__Your task__:
Render the stretch of records from the line containing "Kindly provide the mask of every instance of the woman's face." through the line containing "191 38 L 186" as a numbered list, leaving out any blank lines.

__Data for the task__:
══════════════════════════════

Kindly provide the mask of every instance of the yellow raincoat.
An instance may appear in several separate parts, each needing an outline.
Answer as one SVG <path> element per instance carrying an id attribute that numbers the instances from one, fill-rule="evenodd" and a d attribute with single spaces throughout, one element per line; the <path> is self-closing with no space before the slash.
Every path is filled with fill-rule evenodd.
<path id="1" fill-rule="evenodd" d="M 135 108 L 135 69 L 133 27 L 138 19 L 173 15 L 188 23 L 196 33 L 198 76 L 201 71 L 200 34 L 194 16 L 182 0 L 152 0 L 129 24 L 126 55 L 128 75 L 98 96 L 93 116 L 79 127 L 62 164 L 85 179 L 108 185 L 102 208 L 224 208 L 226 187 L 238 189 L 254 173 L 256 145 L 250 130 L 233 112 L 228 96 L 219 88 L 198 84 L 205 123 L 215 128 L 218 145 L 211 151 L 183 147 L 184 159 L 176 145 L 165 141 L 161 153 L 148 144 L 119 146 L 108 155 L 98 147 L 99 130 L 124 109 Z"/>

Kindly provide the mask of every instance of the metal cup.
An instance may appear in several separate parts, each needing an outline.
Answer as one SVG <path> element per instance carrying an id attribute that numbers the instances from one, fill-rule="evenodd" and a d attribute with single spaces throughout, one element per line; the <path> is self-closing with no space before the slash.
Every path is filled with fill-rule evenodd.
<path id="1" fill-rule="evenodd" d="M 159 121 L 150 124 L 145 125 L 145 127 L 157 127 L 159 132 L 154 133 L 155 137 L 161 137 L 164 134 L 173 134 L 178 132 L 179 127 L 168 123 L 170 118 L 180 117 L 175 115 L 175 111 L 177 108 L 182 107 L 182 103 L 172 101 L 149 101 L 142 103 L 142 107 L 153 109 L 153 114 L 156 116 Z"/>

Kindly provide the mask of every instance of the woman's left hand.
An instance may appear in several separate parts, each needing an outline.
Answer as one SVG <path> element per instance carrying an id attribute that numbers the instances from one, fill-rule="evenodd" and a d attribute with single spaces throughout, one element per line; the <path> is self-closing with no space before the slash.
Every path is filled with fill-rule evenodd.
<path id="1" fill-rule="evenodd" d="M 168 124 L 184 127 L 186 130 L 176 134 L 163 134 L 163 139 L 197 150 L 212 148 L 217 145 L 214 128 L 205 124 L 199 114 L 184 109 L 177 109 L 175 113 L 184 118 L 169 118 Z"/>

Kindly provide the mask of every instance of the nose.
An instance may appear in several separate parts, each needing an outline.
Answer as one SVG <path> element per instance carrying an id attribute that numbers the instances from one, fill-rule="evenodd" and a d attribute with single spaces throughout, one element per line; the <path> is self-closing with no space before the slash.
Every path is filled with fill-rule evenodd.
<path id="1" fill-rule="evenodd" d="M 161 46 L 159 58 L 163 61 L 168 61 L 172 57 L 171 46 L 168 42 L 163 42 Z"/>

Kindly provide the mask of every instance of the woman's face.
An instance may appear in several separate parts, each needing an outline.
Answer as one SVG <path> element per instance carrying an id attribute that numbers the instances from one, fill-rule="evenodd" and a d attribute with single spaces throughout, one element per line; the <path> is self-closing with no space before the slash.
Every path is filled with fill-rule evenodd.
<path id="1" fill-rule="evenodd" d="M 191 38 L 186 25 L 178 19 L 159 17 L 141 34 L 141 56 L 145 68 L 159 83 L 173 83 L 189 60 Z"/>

══════════════════════════════

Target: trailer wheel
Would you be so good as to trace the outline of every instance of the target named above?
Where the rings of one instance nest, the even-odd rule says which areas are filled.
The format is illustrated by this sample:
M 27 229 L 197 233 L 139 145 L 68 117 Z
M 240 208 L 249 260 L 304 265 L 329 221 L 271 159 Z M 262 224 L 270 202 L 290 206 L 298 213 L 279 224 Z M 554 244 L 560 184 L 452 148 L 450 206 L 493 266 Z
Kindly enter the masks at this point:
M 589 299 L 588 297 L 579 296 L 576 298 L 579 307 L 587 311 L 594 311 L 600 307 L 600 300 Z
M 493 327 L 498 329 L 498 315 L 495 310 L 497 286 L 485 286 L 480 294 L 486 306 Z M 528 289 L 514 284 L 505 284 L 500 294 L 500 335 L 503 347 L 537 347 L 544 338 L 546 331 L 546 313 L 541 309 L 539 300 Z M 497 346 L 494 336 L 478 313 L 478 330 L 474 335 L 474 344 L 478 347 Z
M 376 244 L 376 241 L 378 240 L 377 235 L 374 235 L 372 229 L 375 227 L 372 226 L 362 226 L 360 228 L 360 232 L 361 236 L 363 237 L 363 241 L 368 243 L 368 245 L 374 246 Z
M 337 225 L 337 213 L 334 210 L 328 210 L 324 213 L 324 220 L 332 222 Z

══════════════════════════════

__Finished exercise__:
1. Kindly provide the mask of every instance of the woman's face.
2. An instance may appear in several separate parts, each needing an outline.
3. Answer as one SVG <path> element per instance carrying an id attribute that numbers the instances from one, fill-rule="evenodd" and a d attribute with single spaces throughout, one element per line; the <path> is self-closing with no space before the slash.
4. Every path is filled with fill-rule evenodd.
5. <path id="1" fill-rule="evenodd" d="M 191 38 L 186 25 L 178 19 L 159 17 L 141 34 L 141 56 L 145 68 L 159 83 L 173 83 L 189 60 Z"/>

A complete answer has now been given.